= Tasks to perform =
a. In the text on salt and turfgrass, which elements does it say salts from fertilizers can contain?
b. Translate this sentence from the text on salt and turfgrass into Spanish: "Water will move from an area of low salinity into an area of high salinity."

= Supplied text =
________________
Water is essential for all living things in our landscapes including our lawns, and moisture is supplied to turfgrass mainly through irrigation and rainfall. For all plants, survival is dependent on two factors: water quantity and quality. For a more in-depth explanation on turfgrass irrigation, see HGIC 1207, Watering Lawns.
The water for turfgrass growth that is supplied through irrigation and rainfall typically contains various minerals. These minerals are usually in such small quantities that they pose no problems to the lawns unless an irrigation source is contaminated. However, lawns on or near coastal regions face a potential problem from sea salt, which contains sodium chloride.
The term salt, or salinity, refers to all salts. Salts from fertilizers can contain various elements, such as calcium, magnesium, or potassium. However, high concentrations of sea salts are a concern, as they can be very detrimental to turfgrasses. High sodium levels can have a detrimental effect on the soil by displacing other elements within the soil, which can cause the soil to collapse and loose porosity. This has a negative effect on soil structure, which in turn reduces soil aeration, internal drainage, and plant growth. Coastal regions can see saltwater intrusions onto lawns through storm events and exceptionally high tides, sometimes referred to as “King Tides”. Although ocean water salinity varies on average, the salinity of ocean water is about 35 parts per thousand (ppt). Saltwater intrusion onto a lawn can have far reaching detrimental effects.
High soil salinity in a lawn can result from the use of salty irrigation water or by ocean or marsh water intrusion. Turfgrass decline and death can occur rather quickly, especially when the soil is poorly drained or without fresh water applications to flush out the salts.
Salts will reduce turfgrass health mainly through an osmotic effect. Water will move from an area of low salinity into an area of high salinity. Moisture in plant tissue contains a relatively low amount of salt. As the concentration of salt in the soil solution increases, it becomes more difficult for the plant roots to absorb water, and under extreme conditions, high salt concentration in soil can pull moisture from the plant’s root system.
________________
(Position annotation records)
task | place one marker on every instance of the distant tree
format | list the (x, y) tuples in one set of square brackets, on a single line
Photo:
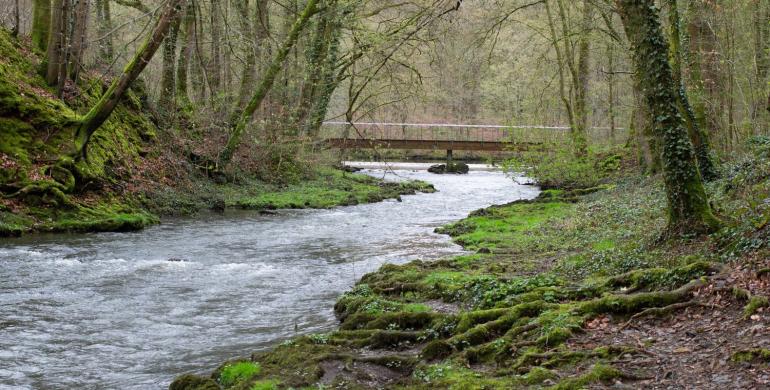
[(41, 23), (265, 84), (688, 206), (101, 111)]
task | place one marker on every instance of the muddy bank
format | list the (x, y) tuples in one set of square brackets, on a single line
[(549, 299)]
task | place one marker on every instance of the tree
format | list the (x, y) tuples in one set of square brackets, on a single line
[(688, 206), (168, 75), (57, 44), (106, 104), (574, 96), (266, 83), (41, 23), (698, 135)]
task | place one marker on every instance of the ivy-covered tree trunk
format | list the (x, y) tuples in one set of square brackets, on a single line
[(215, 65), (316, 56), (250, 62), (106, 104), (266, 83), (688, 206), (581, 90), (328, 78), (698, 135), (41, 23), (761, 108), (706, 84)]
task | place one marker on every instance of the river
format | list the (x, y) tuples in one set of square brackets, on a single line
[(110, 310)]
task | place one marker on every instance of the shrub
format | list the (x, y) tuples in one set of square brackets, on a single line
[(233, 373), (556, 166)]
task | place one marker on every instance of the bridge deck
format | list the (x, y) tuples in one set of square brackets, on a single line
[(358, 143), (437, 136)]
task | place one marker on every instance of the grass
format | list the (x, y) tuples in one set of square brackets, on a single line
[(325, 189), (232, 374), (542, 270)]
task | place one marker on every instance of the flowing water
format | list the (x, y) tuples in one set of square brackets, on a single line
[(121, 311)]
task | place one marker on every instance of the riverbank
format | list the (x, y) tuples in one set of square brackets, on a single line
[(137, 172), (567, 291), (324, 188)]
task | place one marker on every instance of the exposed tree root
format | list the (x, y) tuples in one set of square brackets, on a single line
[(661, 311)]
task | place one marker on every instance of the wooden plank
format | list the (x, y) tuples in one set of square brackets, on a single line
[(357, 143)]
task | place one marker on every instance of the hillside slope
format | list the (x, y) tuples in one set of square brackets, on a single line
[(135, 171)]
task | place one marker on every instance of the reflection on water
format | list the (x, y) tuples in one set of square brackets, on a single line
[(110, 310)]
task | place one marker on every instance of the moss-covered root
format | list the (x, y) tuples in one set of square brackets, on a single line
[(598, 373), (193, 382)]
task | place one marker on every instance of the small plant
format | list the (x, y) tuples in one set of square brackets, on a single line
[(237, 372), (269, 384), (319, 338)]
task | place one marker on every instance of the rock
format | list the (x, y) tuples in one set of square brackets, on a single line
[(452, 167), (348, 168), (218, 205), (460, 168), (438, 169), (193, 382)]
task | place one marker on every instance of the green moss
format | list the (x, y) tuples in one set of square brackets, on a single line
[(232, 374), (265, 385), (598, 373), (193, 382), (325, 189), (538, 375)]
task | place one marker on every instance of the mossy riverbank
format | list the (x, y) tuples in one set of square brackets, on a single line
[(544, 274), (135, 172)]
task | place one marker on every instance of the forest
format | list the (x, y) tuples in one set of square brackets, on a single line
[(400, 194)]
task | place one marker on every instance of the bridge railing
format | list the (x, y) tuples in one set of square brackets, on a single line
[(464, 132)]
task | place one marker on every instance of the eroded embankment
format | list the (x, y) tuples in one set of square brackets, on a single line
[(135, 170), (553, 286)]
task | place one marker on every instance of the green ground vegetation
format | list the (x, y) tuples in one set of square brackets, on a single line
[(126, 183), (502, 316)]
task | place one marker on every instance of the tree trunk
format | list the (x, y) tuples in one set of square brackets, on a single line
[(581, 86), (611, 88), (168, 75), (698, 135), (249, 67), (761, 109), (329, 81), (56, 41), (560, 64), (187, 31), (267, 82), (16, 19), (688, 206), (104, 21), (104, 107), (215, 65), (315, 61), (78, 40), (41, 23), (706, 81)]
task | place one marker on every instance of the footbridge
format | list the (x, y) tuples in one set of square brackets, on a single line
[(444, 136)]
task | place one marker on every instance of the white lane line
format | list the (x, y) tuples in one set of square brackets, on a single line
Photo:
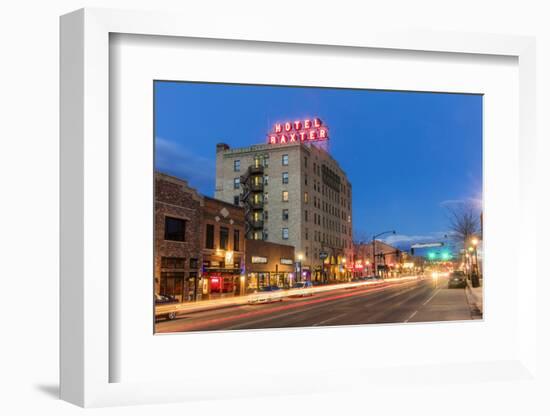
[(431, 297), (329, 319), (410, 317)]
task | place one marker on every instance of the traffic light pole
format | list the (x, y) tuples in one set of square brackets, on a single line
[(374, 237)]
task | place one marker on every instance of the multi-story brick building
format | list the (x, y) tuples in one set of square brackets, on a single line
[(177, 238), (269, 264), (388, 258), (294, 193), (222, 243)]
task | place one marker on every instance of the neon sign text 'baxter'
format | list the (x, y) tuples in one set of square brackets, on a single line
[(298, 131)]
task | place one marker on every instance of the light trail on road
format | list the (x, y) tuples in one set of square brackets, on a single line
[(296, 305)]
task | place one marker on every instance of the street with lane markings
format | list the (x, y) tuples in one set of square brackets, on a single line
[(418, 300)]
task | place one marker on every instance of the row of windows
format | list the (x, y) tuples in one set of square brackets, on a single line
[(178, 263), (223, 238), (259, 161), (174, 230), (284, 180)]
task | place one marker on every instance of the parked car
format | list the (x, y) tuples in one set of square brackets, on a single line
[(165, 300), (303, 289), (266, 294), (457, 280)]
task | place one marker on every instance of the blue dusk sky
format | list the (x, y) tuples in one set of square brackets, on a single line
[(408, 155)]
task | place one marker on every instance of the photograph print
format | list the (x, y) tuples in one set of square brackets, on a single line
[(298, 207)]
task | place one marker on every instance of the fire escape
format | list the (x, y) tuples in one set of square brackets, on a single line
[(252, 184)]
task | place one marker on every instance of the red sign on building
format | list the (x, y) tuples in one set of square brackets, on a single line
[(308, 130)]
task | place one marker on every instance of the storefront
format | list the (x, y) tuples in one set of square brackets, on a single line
________________
= Results for each task =
a. Calcium, magnesium, potassium

b. El agua se moverá de una zona de baja salinidad a una zona de alta salinidad.